- **TASK DETAILS**
Transcribe the records in full, keeping every character as it is.

++++ RECORDED INFORMATION

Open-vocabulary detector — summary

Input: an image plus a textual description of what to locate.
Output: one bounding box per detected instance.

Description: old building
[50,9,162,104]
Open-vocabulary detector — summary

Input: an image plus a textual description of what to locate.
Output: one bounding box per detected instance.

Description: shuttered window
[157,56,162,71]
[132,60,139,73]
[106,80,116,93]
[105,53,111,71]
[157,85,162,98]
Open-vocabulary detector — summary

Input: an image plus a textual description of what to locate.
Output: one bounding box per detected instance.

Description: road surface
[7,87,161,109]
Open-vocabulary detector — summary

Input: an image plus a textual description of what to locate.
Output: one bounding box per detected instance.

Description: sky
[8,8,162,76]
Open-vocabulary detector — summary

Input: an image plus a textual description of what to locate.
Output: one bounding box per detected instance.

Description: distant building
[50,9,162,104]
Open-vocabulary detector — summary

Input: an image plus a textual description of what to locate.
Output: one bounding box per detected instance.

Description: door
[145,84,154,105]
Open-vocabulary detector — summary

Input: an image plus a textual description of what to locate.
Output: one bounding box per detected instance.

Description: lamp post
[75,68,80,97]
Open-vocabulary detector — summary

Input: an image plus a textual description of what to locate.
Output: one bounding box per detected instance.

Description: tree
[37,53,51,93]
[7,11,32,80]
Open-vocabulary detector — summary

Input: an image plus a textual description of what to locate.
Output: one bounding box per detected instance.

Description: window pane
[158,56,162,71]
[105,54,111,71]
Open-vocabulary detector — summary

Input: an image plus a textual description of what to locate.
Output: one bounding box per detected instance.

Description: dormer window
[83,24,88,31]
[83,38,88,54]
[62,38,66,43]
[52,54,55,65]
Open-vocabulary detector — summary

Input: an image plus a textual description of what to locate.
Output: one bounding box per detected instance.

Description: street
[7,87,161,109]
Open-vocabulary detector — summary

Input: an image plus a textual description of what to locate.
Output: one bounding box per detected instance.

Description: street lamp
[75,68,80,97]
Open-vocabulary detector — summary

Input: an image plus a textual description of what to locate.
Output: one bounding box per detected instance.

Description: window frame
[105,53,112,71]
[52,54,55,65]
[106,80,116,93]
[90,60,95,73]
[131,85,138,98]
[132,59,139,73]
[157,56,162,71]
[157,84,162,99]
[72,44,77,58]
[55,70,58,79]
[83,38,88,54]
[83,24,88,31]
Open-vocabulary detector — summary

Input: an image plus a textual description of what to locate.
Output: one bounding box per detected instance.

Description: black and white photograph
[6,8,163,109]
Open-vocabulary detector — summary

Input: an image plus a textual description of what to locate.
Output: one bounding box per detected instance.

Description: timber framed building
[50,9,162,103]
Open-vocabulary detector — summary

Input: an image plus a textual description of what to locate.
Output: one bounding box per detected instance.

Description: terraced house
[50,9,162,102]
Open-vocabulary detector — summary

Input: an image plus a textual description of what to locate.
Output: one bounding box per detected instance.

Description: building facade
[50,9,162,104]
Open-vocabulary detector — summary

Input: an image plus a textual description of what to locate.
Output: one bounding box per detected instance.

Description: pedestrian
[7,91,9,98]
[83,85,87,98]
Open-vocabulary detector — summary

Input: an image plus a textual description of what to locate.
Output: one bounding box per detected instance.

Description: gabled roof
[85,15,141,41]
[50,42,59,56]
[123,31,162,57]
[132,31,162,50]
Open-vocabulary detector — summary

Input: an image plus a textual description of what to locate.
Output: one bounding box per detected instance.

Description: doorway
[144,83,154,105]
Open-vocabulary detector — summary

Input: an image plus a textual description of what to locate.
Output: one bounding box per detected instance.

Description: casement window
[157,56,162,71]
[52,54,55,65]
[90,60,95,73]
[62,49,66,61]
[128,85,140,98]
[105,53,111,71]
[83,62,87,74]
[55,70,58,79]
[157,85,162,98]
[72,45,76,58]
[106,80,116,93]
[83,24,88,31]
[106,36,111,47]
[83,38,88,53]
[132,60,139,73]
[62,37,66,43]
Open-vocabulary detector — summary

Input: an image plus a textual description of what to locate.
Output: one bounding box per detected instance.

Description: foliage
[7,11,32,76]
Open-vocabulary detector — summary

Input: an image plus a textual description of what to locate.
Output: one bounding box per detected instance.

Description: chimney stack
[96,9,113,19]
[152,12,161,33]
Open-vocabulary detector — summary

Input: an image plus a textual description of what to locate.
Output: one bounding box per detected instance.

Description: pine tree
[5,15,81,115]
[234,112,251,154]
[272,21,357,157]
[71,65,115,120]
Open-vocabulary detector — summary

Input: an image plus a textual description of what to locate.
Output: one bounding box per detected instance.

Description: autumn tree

++++++++

- **REPLY TO THE TASK**
Open-vocabulary detector — summary

Input: an image plus a textual description of what to locate.
Output: one bounding box per detected instance.

Description: old building
[50,9,162,104]
Open-vocabulary detector — summary

Input: an image plus a textual description of what to locate.
Output: one bounding box per detected instance.

Description: shuttered window
[157,56,162,71]
[132,60,139,73]
[106,80,116,93]
[105,53,111,71]
[157,85,162,98]
Open-vocabulary detector — summary

Input: an image plus a textual description of what to locate.
Output: one bounding box per detected instance.

Description: road surface
[7,87,161,109]
Open-vocabulary detector — summary

Input: an image plus a textual description of what to locate.
Output: one bounding box per detected instance.

Description: sky
[8,8,162,76]
Open-vocabulary detector — summary

Input: an image plus a textual description of what to locate.
Output: one bounding box per detected instance.

Description: distant building
[50,9,162,104]
Open-vocabulary detector — summary

Input: an image plus a textual description of what to locate.
Output: one bounding box per detected instance.

Description: door
[145,84,154,105]
Open-vocabulary detector — summary

Input: an image plus a textual description of what to locate.
Output: one bounding box per detected instance.

Description: lamp post
[75,68,80,97]
Open-vocabulary detector — summary

Input: an image plus a textual description of what to locate.
Output: one bounding box per detected instance.

Description: tree
[37,53,51,93]
[7,11,32,80]
Open-vocabulary detector — summary

Input: an image plus a textual description of what to locate.
Output: one bounding box per detected instance.

Description: window pane
[158,56,162,71]
[105,54,111,71]
Open-vocabulary detector — summary

Input: an image plus a textual description of what to locate.
Output: one bounding box per detected instance.

Description: dormer window
[83,24,88,31]
[83,38,88,54]
[62,38,66,43]
[52,54,55,65]
Open-vocabulary detector — summary

Input: an image plus a textual description of what to locate.
Output: one bounding box per detected instance.

Description: street
[7,87,161,109]
Open-vocabulary detector — summary

Input: an image plus a textual description of what to locate.
Output: one bounding box per detected instance.

Description: street lamp
[75,68,80,97]
Open-vocabulary detector — summary

Input: an image plus a textual description of what to locate.
Output: one bounding box per detected instance.

Description: window frame
[105,53,112,71]
[52,54,55,65]
[106,80,116,93]
[90,60,95,73]
[131,85,138,98]
[132,59,139,73]
[157,56,162,71]
[157,84,162,99]
[72,44,77,58]
[55,70,58,79]
[83,38,88,54]
[83,24,88,31]
Open-vocabulary detector — summary

Input: an image plus a textual description of what to locate.
Output: one bounding box per detected instance.

Description: black and white photograph
[6,8,163,109]
Open-vocabulary detector — summary

Input: an image plus a textual description of what to locate.
Output: one bounding box per detected instance.

Description: timber framed building
[50,9,162,103]
Open-vocabulary detector — summary

Input: an image plus a textual description of what to locate.
Output: one bounding box per detected instance.

Description: terraced house
[50,9,162,102]
Open-vocabulary detector — summary

Input: an image plus a textual description of what to locate.
Output: one bounding box per detected instance.

Description: building facade
[50,9,162,104]
Open-vocabulary detector — summary

Input: an image plus a textual description of what to locate.
Output: one bounding box per detected instance.

Description: pedestrian
[7,91,9,98]
[83,85,87,98]
Open-vocabulary detector — summary

Input: an image plus a textual description of what to locate.
Output: one bounding box per detected instance.

Description: gabled roof
[85,15,141,41]
[50,42,59,56]
[123,31,162,57]
[132,31,162,50]
Open-vocabulary detector — summary

Input: an image plus a textual description of what to locate.
Output: one bounding box per detected instance.

Description: doorway
[144,83,154,105]
Open-vocabulary detector — summary

Input: an image plus a textual description of what to locate.
Output: one bounding box per detected instance.

Description: casement window
[157,56,162,71]
[52,54,55,65]
[90,60,95,73]
[62,49,66,61]
[128,85,140,98]
[105,53,111,71]
[83,62,87,74]
[55,70,58,79]
[157,85,162,98]
[72,45,76,58]
[106,80,116,93]
[83,24,88,31]
[106,36,111,47]
[83,38,88,53]
[132,60,139,73]
[62,37,66,43]
Open-vocabulary detector — summary

Input: an image plus a textual description of what to locate.
Output: one bounding box per detected instance.

Description: foliage
[7,11,32,76]
Open-vocabulary detector — summary

Input: an image plus a textual description of what to locate.
Output: one bounding box per detected instance.

Description: chimney stack
[96,9,113,19]
[152,12,161,33]
Open-vocabulary detector — summary

Input: an image plus a textual description of what to locate.
Output: one bounding box per detected instance.

Description: pine tree
[5,15,81,115]
[234,112,251,154]
[272,21,357,157]
[71,65,115,120]
Open-vocabulary detector — summary

Input: an image plus a textual description of what to locate.
Output: one bounding box per detected instance.

Description: autumn tree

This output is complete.